PAGE TEXT →
━━━━━━━━━━━━━━━━━━━━

From Debt to Financial Freedom — A Couple's Story

Case study of a Polish couple who paid off 80,000 PLN in consumer debt in 3 years using the avalanche method, built an emergency fund, and started investing.

11 min czytania

Example based on real data. Names and details are fictional, but amounts, strategies, and financial instruments reflect the realities of the Polish market.

Quick Answer

Kasia (29) and Michał (31) from Kraków had 80,000 PLN (€18,600) in consumer debt — installment loans, a credit card, and a cash loan. In 3 years, they paid it all off using the avalanche method, built a 6-month emergency fund (36,000 PLN), and started investing. Today, 5 years later, they have a portfolio worth 120,000 PLN (€28,000). Here's how they did it.

━━━━━━━━━━━━━━━━━━━━

DATA →
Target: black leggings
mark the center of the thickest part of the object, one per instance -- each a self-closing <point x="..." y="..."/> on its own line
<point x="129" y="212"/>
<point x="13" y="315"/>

━━━━━━━━━━━━━━━━━━━━

TASK INSTRUCTIONS → According to the case study on the couple's debt, how large was the emergency fund that Kasia and Michał built? The data come from a source unrelated to the page text.

TASK SOLUTION → It covered six months of expenses and amounted to 36,000 PLN.